__Do this__
Copy out the text below word for word, beginning at the first line of the rows and stopping after the line that contains "[281, 126, 297, 133]".

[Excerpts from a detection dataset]

____________________

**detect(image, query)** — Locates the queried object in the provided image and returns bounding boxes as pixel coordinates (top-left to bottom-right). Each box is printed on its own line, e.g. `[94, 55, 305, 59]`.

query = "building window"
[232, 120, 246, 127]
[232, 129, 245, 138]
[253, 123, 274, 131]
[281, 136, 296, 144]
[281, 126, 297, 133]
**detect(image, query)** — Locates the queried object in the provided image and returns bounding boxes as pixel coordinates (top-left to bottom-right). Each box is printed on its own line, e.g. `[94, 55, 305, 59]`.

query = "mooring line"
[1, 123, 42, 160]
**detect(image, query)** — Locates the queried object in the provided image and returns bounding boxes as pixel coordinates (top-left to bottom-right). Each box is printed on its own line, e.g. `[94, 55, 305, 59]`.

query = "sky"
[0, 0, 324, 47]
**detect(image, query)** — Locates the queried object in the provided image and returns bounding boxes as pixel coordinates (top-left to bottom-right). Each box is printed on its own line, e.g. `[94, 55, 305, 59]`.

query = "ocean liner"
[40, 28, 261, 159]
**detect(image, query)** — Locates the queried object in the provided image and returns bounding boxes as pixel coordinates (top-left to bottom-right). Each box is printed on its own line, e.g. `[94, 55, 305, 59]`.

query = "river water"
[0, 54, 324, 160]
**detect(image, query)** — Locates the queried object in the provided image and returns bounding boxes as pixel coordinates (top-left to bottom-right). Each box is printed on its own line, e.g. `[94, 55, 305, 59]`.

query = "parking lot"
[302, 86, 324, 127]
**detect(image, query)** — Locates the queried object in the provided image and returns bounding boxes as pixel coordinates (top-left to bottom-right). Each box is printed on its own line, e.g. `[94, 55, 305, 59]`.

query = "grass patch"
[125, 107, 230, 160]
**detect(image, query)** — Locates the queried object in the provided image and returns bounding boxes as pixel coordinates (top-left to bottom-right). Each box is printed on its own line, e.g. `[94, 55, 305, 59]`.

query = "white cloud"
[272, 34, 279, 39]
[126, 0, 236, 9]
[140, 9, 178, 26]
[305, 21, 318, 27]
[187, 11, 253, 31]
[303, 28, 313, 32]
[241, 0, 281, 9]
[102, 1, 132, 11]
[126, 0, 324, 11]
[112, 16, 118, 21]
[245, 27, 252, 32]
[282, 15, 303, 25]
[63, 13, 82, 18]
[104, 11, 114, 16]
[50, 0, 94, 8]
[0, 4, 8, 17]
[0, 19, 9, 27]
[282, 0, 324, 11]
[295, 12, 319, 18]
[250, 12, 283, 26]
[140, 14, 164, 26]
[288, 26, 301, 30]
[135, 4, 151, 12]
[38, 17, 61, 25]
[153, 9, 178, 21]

____________________

__Expected answer__
**detect(image, query)** — Locates the queried object in the provided image and returns bounding boxes as pixel coordinates (top-left to bottom-right). Each box is printed on its own line, e.g. `[94, 55, 305, 59]`.

query = "building window"
[232, 120, 246, 127]
[232, 129, 245, 138]
[253, 123, 274, 131]
[281, 136, 296, 144]
[281, 126, 297, 133]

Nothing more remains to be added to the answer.